*INSTRUCTIONS*:
• A. Rewrite the article on Alabama alcohol delivery from "Here’s the deal…" to "in the legislation.", substituting "cideries" for each occurrence of "wineries".
• B. Pick up the article on Alabama alcohol delivery after its last sentence and carry it forward.

*TEXT SHOWN*:
Let’s hope that this is a temporary mistake that will be corrected in the House. Otherwise we’d have to think that distributor lobbyists got to the right people…just sayin’.
Here’s the deal…
The ability for craft breweries, wineries and distributors to home deliver their products directly to homes has kept many businesses alive in this era of COVID-19.
But last week, the Alabama Senate passed Senate Bill 126, which would give the go-ahead for delivery of distilled spirits in original containers from package stores, bars and restaurants, neglected to include craft breweries, wineries and distilleries in the legislation.
Alabama Guild Executive Director Jim Perkins told Alabama.com that he hopes the exclusion will be rectified in the House, after all craft beer alone generated more than $850 million in economic impact for Alabama.
“If they weigh all the ramifications, and take into account these businesses that are fighting for survival, I think they’ll take action,” he said. “It seems a very small, petty thing to be left out of a piece of legislation like this.”
And “petty” might be the correct word if this omission was more deliberate that it might first seem. Alabama’s wholesale distributors would have everything to gain if the state’s package stores, bars and restaurants were allowed to home deliver, after all, they sell directly to them.
In a statement the Alabama Brewers Guild made it clear that intervention from the wholesaler lobby might have been responsible for the state’s craft breweries, wineries and distilleries being omitted from the bill…
The Alabama Brewers Guild supports home delivery of alcoholic beverages. In the early weeks of the COVID-19 shutdown, the Guild openly called for an emergency rule to allow home delivery for all licensees to provide relief to the struggling hospitality industry.

*INFORMATION SUPPLIED*:
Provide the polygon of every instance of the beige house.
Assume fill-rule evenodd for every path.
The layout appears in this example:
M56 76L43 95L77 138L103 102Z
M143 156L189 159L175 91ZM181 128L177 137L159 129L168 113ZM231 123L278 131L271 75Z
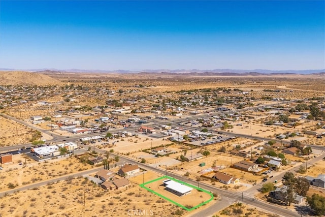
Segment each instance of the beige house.
M118 170L118 173L121 176L127 176L140 172L140 169L137 165L126 164Z
M253 162L242 161L234 164L233 166L241 170L252 171L255 169L257 169L258 167L258 165Z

*TASK-BY-TASK ANSWERS*:
• A.
Here’s the deal…
The ability for craft breweries, cideries and distributors to home deliver their products directly to homes has kept many businesses alive in this era of COVID-19.
But last week, the Alabama Senate passed Senate Bill 126, which would give the go-ahead for delivery of distilled spirits in original containers from package stores, bars and restaurants, neglected to include craft breweries, cideries and distilleries in the legislation.

• B.
We closely followed the progress of SB126 this year to codify home delivery into law. This legislation would benefit thousands of small businesses in Alabama from package stores to restaurants to our local breweries. Home delivery would also benefit Birmingham-based Shipt, a primary interest lobbying for the bill.
Throughout the process of this legislation, the Guild worked with lawmakers to ensure that local small business breweries and distilleries would be included. We were assured that the bill would include all licensees, and we helped prepare language to that effect.
Unfortunately, the bill as currently written specifically excludes breweries, wineries, and distilleries from participating in home delivery. It is our understanding that we were excluded due to the intervention from beer wholesalers and the Alabama Alcoholic Beverage Control Board.
We are shocked and disappointed as we have always advocated for all licensees to be included in this legislation.
We do not believe the legislature should pick favorites based on the financial interests of beer wholesalers, and we urge the Alabama House of Representatives to amend the bill to benefit all licensed businesses that have been negatively impacted by COVID-1.
According to the Brewers Association, Alabama brewed more than 2.6 million gallons of craft beer in 2019. In the same year, the Brewers Association estimates that craft beer generated more than $850 million in economic impact for Alabama.